Extracted data entries
-- Opening Marker --

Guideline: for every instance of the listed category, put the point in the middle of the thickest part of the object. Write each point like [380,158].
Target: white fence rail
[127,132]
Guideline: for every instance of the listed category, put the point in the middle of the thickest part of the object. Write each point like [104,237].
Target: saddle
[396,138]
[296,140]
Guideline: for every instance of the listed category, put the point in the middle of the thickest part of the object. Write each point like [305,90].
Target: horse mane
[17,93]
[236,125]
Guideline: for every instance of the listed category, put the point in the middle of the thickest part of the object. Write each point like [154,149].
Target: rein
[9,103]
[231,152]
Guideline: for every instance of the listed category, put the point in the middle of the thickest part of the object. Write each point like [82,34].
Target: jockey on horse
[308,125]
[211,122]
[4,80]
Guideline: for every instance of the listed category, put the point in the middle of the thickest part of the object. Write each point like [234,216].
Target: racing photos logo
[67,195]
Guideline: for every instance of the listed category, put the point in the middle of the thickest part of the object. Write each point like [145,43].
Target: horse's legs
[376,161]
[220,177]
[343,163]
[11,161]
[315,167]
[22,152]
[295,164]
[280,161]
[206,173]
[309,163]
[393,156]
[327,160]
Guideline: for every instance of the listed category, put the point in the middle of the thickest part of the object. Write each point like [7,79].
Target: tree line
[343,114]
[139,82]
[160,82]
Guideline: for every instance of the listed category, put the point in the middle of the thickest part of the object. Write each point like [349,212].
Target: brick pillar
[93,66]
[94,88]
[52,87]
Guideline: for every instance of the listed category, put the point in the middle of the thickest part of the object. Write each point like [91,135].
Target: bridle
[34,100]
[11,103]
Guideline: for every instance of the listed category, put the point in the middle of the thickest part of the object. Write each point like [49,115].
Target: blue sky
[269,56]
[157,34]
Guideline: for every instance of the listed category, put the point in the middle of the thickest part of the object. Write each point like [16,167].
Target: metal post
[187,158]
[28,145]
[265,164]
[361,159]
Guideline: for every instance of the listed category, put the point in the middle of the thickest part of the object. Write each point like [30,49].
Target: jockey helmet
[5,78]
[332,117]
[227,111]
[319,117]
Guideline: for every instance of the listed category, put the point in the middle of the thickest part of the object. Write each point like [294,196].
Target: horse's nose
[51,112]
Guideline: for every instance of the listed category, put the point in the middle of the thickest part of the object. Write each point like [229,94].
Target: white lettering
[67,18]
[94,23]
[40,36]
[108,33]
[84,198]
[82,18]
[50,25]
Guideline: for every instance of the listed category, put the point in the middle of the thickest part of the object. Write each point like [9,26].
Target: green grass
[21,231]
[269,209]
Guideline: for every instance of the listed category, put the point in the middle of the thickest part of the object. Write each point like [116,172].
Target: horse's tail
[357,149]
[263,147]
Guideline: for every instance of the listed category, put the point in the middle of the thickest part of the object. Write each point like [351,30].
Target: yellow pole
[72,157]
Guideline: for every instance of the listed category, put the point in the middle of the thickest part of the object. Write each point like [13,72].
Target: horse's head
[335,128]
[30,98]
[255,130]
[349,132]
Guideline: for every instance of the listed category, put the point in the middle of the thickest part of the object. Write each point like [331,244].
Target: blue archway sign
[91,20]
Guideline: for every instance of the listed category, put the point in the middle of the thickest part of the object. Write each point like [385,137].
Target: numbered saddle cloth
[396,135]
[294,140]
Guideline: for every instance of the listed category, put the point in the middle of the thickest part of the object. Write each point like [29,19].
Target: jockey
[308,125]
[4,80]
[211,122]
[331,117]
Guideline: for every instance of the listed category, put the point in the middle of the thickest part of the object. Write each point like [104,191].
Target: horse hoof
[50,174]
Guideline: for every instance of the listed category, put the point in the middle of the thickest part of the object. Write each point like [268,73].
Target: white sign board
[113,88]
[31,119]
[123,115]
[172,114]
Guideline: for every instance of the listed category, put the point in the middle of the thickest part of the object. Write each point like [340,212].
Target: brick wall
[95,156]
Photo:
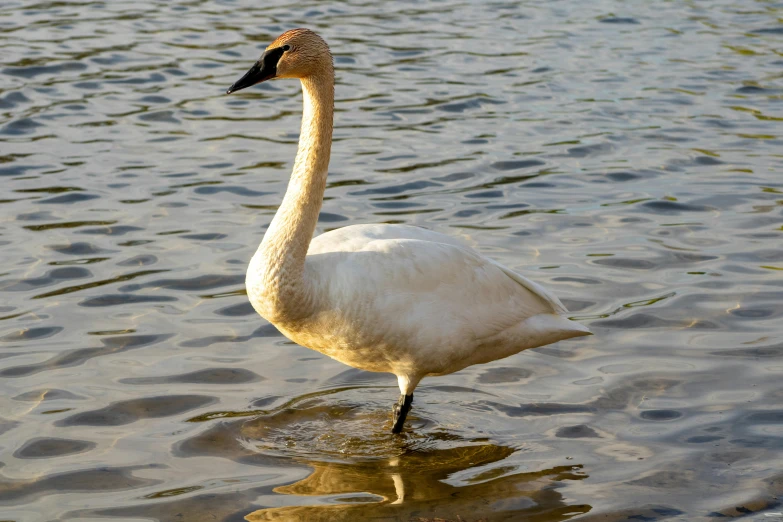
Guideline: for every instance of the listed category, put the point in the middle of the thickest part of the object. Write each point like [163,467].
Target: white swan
[383,298]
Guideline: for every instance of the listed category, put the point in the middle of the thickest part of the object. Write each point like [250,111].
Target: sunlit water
[627,155]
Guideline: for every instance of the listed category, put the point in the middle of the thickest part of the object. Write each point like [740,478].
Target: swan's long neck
[277,269]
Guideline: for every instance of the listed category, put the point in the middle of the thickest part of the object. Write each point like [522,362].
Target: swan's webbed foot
[400,412]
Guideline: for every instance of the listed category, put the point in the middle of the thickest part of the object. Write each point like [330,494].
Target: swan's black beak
[263,70]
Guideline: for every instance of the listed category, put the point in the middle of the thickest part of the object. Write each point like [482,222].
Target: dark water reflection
[625,155]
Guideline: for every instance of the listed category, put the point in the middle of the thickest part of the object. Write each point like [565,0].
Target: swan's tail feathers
[554,327]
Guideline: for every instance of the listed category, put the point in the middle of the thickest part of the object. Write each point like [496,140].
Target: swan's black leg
[400,411]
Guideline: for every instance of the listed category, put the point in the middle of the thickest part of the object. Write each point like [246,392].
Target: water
[627,155]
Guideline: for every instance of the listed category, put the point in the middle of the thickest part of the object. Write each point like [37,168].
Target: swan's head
[298,53]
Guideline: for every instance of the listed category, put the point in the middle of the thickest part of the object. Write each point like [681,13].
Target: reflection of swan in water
[375,489]
[383,298]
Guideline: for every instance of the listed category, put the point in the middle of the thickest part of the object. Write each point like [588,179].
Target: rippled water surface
[625,154]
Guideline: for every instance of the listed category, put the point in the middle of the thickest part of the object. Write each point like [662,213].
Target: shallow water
[625,154]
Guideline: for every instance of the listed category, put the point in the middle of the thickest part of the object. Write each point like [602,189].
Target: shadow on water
[360,471]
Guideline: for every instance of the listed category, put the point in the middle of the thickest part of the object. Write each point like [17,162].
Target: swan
[383,298]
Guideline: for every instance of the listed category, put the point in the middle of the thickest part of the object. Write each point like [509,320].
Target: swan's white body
[412,302]
[383,298]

-- Closing Marker --

| Brief |
In the records above, find the line with "point like [49,115]."; write out exactly that line and each one after it, stopping after the line with "point like [294,196].".

| Exercise response |
Guideline: for every instance of the listed category, put the point in the middle of the thickest part of the object. Write each point like [49,115].
Target: blue sky
[269,56]
[157,34]
Guideline: for every instance of the listed category, put the point in the middle of the thickest part of the object. Write each point like [16,167].
Target: metal post
[187,158]
[28,145]
[265,164]
[361,159]
Guideline: for every instance of the listed category, put the point in the middle of the thickest part of the object. Write each point like [30,49].
Target: jockey helmet
[5,78]
[332,117]
[227,111]
[319,117]
Guideline: for every instance of the listed category, put the point in the middle of the thickest part of the object. Write each point like [294,196].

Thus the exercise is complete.